Records from a collection
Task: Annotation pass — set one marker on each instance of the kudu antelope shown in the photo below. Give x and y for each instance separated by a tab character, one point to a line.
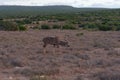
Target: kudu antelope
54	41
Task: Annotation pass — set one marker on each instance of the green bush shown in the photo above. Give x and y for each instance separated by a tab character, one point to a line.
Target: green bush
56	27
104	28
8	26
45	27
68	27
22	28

---

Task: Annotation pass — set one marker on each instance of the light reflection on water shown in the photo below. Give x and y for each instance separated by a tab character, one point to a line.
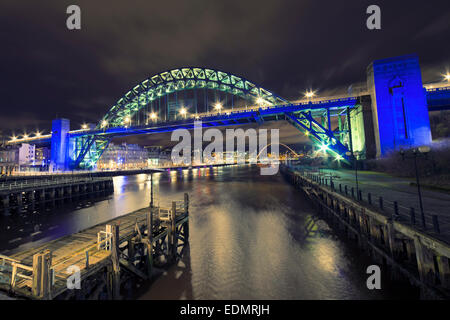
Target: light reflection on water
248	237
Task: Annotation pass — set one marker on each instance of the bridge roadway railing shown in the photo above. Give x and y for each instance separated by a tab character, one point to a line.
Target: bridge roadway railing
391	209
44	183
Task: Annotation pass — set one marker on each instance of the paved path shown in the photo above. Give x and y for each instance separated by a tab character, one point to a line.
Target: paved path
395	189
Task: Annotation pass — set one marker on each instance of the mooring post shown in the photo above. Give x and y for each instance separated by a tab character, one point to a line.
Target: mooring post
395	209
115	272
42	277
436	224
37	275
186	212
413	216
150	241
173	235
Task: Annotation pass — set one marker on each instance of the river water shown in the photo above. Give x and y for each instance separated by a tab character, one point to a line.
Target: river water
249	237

- Instructions for the task: For each line above that contains "below", add one to a count, then state only the final number.

- Solution to this task: 2